• **DATA TO PROCESS**:
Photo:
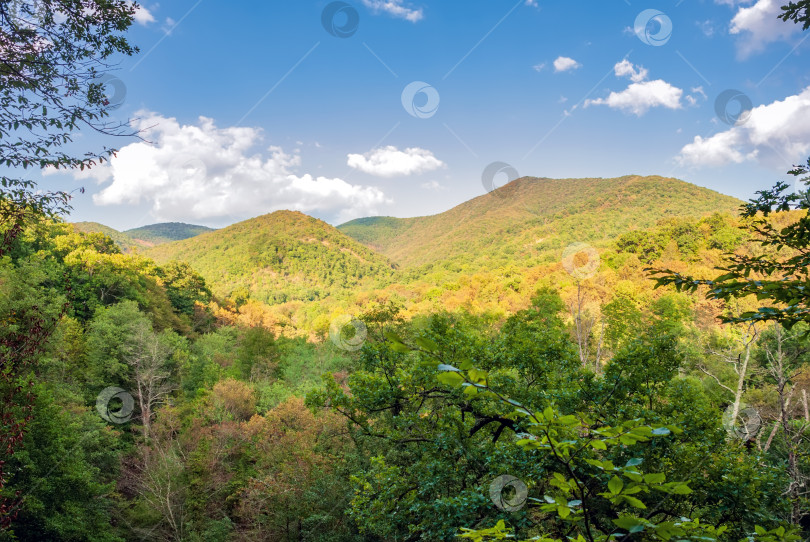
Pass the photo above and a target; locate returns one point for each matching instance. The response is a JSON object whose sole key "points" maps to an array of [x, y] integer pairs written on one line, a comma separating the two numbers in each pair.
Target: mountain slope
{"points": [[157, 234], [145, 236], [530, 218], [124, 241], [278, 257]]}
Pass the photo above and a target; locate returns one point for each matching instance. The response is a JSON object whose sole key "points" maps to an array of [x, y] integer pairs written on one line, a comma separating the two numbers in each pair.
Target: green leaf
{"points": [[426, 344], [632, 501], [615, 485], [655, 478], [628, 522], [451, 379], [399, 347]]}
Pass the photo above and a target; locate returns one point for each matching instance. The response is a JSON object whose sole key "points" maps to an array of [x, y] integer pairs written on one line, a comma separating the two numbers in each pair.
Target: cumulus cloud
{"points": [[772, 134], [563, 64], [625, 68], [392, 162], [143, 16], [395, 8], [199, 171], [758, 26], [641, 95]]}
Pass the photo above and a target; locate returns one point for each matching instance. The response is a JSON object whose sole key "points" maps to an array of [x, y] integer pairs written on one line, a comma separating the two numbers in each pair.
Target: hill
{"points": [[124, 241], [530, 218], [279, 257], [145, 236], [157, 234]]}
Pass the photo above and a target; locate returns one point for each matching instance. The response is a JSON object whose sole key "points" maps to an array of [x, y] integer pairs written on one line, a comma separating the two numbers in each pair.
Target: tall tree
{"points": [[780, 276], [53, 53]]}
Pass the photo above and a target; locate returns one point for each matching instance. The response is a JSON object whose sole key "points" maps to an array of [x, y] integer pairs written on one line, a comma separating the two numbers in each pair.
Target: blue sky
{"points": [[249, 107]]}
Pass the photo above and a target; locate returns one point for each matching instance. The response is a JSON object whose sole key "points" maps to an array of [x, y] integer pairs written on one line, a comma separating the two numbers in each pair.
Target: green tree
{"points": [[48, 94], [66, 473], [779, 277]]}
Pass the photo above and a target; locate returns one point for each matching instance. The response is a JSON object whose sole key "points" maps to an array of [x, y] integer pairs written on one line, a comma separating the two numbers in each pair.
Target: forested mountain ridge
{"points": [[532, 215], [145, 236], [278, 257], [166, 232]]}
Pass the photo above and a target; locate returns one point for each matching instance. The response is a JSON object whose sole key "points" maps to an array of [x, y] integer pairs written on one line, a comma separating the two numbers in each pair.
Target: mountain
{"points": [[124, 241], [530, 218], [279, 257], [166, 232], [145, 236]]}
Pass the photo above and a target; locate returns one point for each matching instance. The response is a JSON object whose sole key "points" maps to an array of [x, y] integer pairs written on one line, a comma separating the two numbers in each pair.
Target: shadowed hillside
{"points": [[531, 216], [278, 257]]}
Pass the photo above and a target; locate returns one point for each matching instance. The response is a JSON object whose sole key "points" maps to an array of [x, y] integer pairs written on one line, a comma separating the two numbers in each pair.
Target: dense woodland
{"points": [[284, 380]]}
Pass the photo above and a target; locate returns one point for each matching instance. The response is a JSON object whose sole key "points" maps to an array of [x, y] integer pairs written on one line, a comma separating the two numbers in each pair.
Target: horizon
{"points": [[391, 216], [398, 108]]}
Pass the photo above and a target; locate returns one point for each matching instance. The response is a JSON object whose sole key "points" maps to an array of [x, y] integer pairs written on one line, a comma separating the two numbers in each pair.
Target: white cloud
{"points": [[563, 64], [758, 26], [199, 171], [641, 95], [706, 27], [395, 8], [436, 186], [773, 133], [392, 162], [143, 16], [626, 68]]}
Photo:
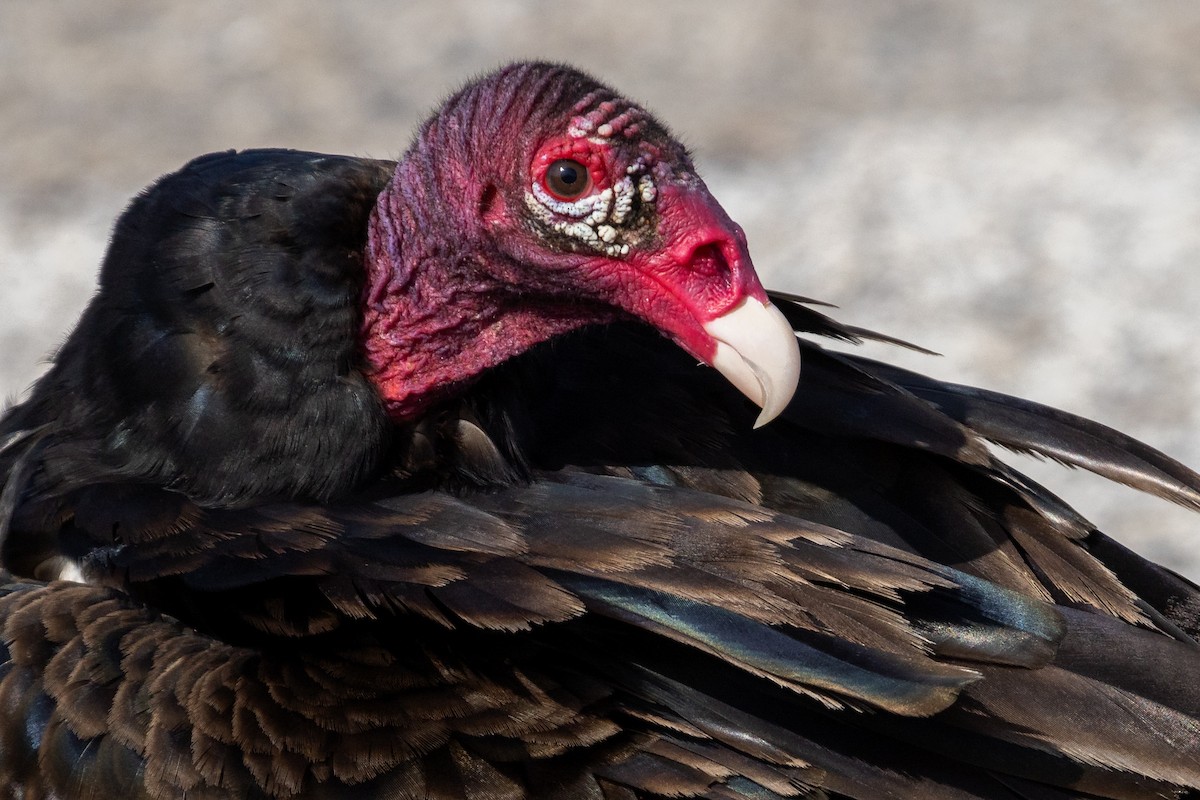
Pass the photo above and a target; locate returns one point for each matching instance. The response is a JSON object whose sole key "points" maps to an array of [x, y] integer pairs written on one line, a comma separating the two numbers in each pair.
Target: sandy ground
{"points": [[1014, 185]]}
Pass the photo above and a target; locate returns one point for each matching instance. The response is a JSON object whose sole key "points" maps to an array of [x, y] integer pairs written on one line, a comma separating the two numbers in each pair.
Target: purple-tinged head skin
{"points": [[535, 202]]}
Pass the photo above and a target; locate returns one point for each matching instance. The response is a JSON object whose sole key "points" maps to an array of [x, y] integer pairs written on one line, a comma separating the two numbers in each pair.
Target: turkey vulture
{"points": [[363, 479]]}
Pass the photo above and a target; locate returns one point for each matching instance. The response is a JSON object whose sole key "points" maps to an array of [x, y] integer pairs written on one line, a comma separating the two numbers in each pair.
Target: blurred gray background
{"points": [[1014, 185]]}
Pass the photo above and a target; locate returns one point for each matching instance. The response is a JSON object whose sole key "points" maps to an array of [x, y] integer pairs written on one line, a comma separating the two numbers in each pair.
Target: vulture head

• **STATED PROBLEM**: Return every line of the material above that contains the word "mountain", treating uppercase and lowercase letters as distinct.

• **RESULT**:
Target: mountain slope
Target: forested mountain ridge
Target: mountain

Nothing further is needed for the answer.